_Page extract_
======
Database/Fundamentals

Databases and SQL for Data Science with Python (2/2) (from Coursera)

metamong 2022. 4. 19.

* 저번 Database & SQl posting에 이어서..! 내용 계속 진행🎉

 

Databases and SQL for Data Science with Python (1/2) (from Coursera)

1) Getting Started with SQL Q1) What is SQL? (Structured English Query Language) = a language used for relational databases to query or get data out of a database - 더 자세한 설명은 하단 포스팅 참..

sh-avid-learner.tistory.com

4) Accessing Databases using Python

 

 

SQL API consists of library function calls as an application programming interface

 

 

* DB-API = Python's standard API for accessing relational databases

 

- easy to implement & understand

- API has been 

 

 

 

 

 

 

 

* Using SQLite 3 with Jupyter Notebook (fundamentals)

 

- connecting the db and making a cursor

 

import sqlite3
conn = sqlite3.connect('filename.sqlite')
cur = conn.cursor()

 

- CREATE TABLE -

(before creating a table make sure use a DROP statement if it already exists)

 

cur.execute('DROP TABLE INSTRUCTOR')
cur.execute('CREATE TABLE INSTRUCTOR(id INTEGER PRIMARY KEY NOT NULL, FNAME VARCHAR(20), LNAME VARCHAR(20), CITY VARCHAR(20), CCODE CHAR(2))')
conn.commit()

 

 

- INSERT INTO ~ VALUES -

 

cur.execute('INSERT INTO INSTRUCTOR VALUES (1, "Rav", "Ahuja", "TORONTO", "CA")')
cur.execute('INSERT INTO INSTRUCTOR VALUES (2, "Raul", "Chong", "Markham", "CA"), (3, "Hima", "Vasudevan", "Chicago", "US")')
conn.commit()

 

 

- Query Data -

 

cur.execute('SELECT * FROM INSTRUCTOR')
for row in cur:
    print(row)

 

 

- Retrieve Data into Pandas -

 

import pandas
selectQuery = "select * from INSTRUCTOR"
pdf = pandas.read_sql(selectQuery, conn)
pdf

 

 

- Close the connection -

= We free all resources by closing the connection. Remember that it is always important to close connections so that we can avoid unused connections taking up resources

 

cur.close()

 

5) Advanced SQL for Data Engineer

 

* Views *

= an alternative way of representing data that exists in one or more tables or views

- can include specified columns from multiple base tables and existing views

- once queried, can be queried like a table

- only the definition of the view is stored, not the data

(the data that the view represents is stored only in the base tables, not by the view itself)
======
_Given information_

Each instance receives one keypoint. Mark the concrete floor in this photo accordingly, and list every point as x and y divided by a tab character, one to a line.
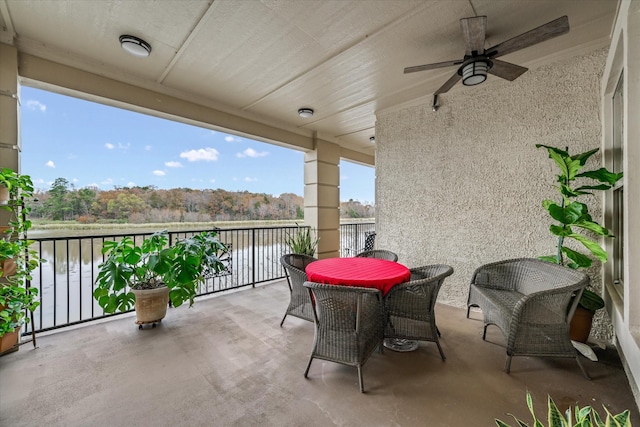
226	362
======
Copy out the part of the SQL course notes that opens with the words containing "Database/Fundamentals" and closes with "(1/2) (from Coursera)". Nothing in the data is needed here.

_The result_
Database/Fundamentals

Databases and SQL for Data Science with Python (2/2) (from Coursera)

metamong 2022. 4. 19.

* 저번 Database & SQl posting에 이어서..! 내용 계속 진행🎉

 

Databases and SQL for Data Science with Python (1/2) (from Coursera)